» **Directions**:
Turn every line of the entries below into a numbered list, dropping any blank lines.

....................

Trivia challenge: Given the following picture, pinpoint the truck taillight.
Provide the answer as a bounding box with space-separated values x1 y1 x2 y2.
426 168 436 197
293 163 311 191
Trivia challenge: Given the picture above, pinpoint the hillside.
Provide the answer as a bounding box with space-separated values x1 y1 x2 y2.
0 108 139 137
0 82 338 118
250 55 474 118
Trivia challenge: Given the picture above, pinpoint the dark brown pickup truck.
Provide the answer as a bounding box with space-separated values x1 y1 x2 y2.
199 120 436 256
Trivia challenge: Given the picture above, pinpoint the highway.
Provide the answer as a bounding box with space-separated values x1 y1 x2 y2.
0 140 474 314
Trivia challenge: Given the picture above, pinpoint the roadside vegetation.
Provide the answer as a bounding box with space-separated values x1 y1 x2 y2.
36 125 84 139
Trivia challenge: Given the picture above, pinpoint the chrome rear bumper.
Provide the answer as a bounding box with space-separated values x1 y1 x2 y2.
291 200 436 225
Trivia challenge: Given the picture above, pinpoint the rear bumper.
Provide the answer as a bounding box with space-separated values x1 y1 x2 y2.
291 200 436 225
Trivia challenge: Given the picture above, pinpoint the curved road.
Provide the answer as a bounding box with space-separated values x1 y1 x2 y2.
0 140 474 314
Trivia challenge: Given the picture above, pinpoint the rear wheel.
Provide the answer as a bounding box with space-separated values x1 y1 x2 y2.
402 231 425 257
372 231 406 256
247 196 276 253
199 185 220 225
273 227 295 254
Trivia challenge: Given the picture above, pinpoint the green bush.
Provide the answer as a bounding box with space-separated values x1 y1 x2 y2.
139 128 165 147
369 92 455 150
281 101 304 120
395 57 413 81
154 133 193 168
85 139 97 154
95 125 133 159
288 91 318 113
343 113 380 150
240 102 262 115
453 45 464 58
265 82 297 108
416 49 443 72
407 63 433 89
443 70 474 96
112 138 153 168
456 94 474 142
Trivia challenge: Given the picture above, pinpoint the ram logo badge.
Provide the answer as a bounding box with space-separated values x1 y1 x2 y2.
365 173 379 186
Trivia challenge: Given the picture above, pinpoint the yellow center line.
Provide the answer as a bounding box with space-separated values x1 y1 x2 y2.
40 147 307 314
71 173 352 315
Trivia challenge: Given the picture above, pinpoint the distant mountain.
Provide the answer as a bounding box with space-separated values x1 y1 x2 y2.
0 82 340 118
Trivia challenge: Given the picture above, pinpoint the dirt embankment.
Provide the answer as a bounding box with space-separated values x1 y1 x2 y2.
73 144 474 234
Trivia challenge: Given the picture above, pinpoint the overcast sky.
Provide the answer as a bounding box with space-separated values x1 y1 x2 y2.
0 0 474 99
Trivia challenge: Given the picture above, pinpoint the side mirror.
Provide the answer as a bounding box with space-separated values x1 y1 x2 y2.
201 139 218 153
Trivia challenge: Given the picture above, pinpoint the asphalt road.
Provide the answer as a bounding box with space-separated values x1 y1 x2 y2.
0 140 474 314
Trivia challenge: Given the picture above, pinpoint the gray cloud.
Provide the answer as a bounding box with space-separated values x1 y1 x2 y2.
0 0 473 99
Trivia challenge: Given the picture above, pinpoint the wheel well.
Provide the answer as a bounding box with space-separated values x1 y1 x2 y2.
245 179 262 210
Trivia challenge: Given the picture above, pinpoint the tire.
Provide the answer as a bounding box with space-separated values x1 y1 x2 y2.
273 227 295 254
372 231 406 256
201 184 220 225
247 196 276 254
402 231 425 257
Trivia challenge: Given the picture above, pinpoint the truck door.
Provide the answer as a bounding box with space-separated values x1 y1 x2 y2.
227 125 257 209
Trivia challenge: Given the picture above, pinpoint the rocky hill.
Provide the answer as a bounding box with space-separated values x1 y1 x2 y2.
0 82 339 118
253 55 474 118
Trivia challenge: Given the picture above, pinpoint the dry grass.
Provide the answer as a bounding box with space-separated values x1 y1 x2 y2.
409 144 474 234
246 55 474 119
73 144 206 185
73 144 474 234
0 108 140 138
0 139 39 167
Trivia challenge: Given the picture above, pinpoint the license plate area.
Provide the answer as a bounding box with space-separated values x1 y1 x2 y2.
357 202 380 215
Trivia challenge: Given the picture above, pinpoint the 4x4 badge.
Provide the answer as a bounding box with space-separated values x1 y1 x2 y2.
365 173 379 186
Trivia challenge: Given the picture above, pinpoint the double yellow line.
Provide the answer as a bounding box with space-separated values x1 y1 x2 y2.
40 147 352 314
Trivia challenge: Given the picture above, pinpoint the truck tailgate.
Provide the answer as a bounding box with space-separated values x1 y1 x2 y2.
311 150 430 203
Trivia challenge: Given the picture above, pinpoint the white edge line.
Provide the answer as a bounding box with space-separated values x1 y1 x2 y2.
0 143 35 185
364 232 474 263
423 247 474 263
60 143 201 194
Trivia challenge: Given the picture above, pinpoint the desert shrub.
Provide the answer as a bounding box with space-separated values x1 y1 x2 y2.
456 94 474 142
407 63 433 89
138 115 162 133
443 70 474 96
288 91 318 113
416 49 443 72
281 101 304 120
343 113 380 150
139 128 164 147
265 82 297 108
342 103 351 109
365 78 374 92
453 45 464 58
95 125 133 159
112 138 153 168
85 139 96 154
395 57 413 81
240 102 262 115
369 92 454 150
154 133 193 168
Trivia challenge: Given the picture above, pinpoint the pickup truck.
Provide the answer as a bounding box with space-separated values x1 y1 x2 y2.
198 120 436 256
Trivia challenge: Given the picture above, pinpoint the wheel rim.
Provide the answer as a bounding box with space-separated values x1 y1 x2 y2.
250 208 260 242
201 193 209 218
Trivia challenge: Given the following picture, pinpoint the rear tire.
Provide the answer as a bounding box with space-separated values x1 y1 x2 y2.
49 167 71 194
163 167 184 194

....................

» **Task result**:
1. Trivia challenge: Given the following picture, pinpoint the truck taillight.
2. Provide the answer as a bounding box with space-separated values x1 y1 x2 y2.
3. 426 168 436 197
4. 293 163 311 191
5. Trivia challenge: Given the picture above, pinpoint the hillside.
6. Provide the answer as a bounding box with space-separated values x1 y1 x2 y2.
7. 0 108 139 137
8. 0 82 338 118
9. 250 55 474 118
10. Trivia challenge: Given the picture above, pinpoint the dark brown pickup truck.
11. Provide the answer as a bounding box with space-separated values x1 y1 x2 y2.
12. 199 120 436 256
13. Trivia challenge: Given the picture above, pinpoint the highway.
14. Provide the answer as a bounding box with space-separated values x1 y1 x2 y2.
15. 0 140 474 314
16. Trivia challenge: Given the picture above, pinpoint the roadside vegetation.
17. Provide the answer as a bounding box with space-separated values x1 y1 x2 y2.
18. 36 125 84 139
19. Trivia challenge: Given the picture above, pinpoint the chrome rear bumper.
20. Provide the answer as a bounding box with space-separated values x1 y1 x2 y2.
21. 291 200 436 225
22. Trivia challenge: Given the picture above, pinpoint the rear bumper.
23. Provide the answer as a bounding box with space-separated values x1 y1 x2 y2.
24. 291 200 436 225
25. Trivia challenge: Given the picture above, pinpoint the curved road.
26. Provide the answer as a bounding box with space-separated values x1 y1 x2 y2.
27. 0 140 474 314
28. Trivia challenge: Given the picture above, pinpoint the rear wheel.
29. Provide the answer as a bounding box with space-separated values x1 y1 x2 y2.
30. 402 231 425 257
31. 372 231 406 256
32. 247 196 276 253
33. 199 185 220 225
34. 273 227 295 254
35. Trivia challenge: Given the picture above, pinpoint the green bush.
36. Provide the answer as a bounding box with space-separated values x1 y1 x2 y2.
37. 139 128 165 147
38. 369 92 455 150
39. 281 101 304 120
40. 395 57 413 81
41. 154 133 193 168
42. 85 139 97 154
43. 95 125 133 159
44. 288 91 318 113
45. 343 113 380 150
46. 240 102 262 115
47. 453 45 464 58
48. 265 82 297 108
49. 416 49 443 72
50. 407 63 433 89
51. 443 70 474 96
52. 112 138 153 168
53. 456 94 474 142
54. Trivia challenge: Given the picture above, pinpoint the ram logo badge.
55. Provide the answer as a bounding box with space-separated values x1 y1 x2 y2.
56. 365 173 379 186
57. Trivia challenge: Given the picture above, pinpoint the yellow center line.
58. Provide the answer as a bounding box with space-separated values x1 y1 x2 y2.
59. 40 147 307 314
60. 71 173 352 315
61. Trivia challenge: Given the picture above, pinpoint the distant mountain.
62. Provide the answer as a bounding box with space-separated values x1 y1 x2 y2.
63. 0 82 340 118
64. Trivia challenge: Given the picture above, pinpoint the dirt embankment.
65. Provide the answer as a bounding box with space-separated values x1 y1 x2 y2.
66. 73 144 474 234
67. Trivia challenge: Given the picture above, pinpoint the overcast sky.
68. Provide the answer as a bounding box with space-separated values x1 y1 x2 y2.
69. 0 0 474 99
70. Trivia challenge: Given the picture above, pinpoint the side mirror.
71. Provide the answer as a bounding box with space-separated values x1 y1 x2 y2.
72. 201 139 218 153
73. Trivia challenge: Given the picture above, pinpoint the asphalt road.
74. Provide the answer as a bounding box with space-separated values x1 y1 x2 y2.
75. 0 140 474 314
76. Trivia challenge: Given the picture above, pinpoint the gray cloud.
77. Provide the answer as a bounding box with space-separated values x1 y1 x2 y2.
78. 0 0 473 99
79. Trivia challenge: Given the picture above, pinpoint the wheel well.
80. Provide the answer as a bounding box with space-separated values x1 y1 x2 y2.
81. 245 179 262 210
82. Trivia challenge: Given the picture above, pinpoint the tire.
83. Provide the answer as a bounding box with space-separated values x1 y1 x2 y2.
84. 273 227 295 254
85. 372 231 406 256
86. 201 184 220 225
87. 247 196 276 254
88. 402 231 425 257
89. Trivia challenge: Given the picture above, pinpoint the truck door.
90. Provide the answer as a bounding box with space-separated values x1 y1 x2 y2.
91. 227 125 257 209
92. Trivia challenge: Given the picture above, pinpoint the rocky hill.
93. Provide the answer as a bounding box with space-separated values x1 y1 x2 y2.
94. 0 82 339 118
95. 253 55 474 118
96. Trivia challenge: Given the picture above, pinpoint the dry grass.
97. Provide the answer as a bounding box with space-separated values x1 y1 x2 y2.
98. 409 144 474 234
99. 246 55 474 119
100. 73 144 206 185
101. 73 144 474 234
102. 0 108 140 138
103. 0 139 39 167
104. Trivia challenge: Given the picture above, pinpoint the license plate area.
105. Provide the answer as a bounding box with space-separated values x1 y1 x2 y2.
106. 357 202 380 215
107. Trivia challenge: Given the picture above, pinpoint the 4x4 badge.
108. Provide the answer as a bounding box with space-separated values x1 y1 x2 y2.
109. 365 173 379 186
110. Trivia challenge: Given the picture above, pinpoint the double yellow line.
111. Provide the answer as a bounding box with space-separated values x1 y1 x2 y2.
112. 40 147 352 314
113. Trivia challenge: Given the picture above, pinpoint the truck tailgate.
114. Provide the answer as a bounding box with space-separated values x1 y1 x2 y2.
115. 311 150 430 203
116. Trivia challenge: Given the picture above, pinpoint the white edge line.
117. Provide the answer as a bounding box with space-separated values x1 y1 x2 y2.
118. 0 143 35 185
119. 364 232 474 263
120. 423 247 474 263
121. 60 143 201 194
122. Trivia challenge: Given the picture above, pinpoint the desert shrub.
123. Provide the answer as a bounding box with space-separated values x1 y1 x2 y2.
124. 456 94 474 142
125. 407 63 433 89
126. 138 115 162 133
127. 443 70 474 96
128. 288 91 318 113
129. 416 49 443 72
130. 281 101 304 120
131. 343 113 380 150
132. 139 128 164 147
133. 265 82 297 108
134. 342 103 351 109
135. 365 78 374 92
136. 453 45 464 58
137. 95 125 133 159
138. 112 138 153 168
139. 85 139 96 154
140. 395 57 413 81
141. 240 102 262 115
142. 369 92 454 150
143. 154 133 193 168
144. Trivia challenge: Given the picture above, pinpoint the pickup truck.
145. Provide the answer as a bounding box with space-separated values x1 y1 x2 y2.
146. 198 120 436 256
147. Trivia challenge: Given the picture above, pinpoint the wheel rim.
148. Provide the answer as a bounding box with space-separated values x1 y1 x2 y2.
149. 250 208 260 242
150. 201 193 209 218
151. Trivia challenge: Given the following picture, pinpoint the rear tire.
152. Provide the answer as a bounding box with space-separated values x1 y1 x2 y2.
153. 49 167 71 194
154. 163 167 184 194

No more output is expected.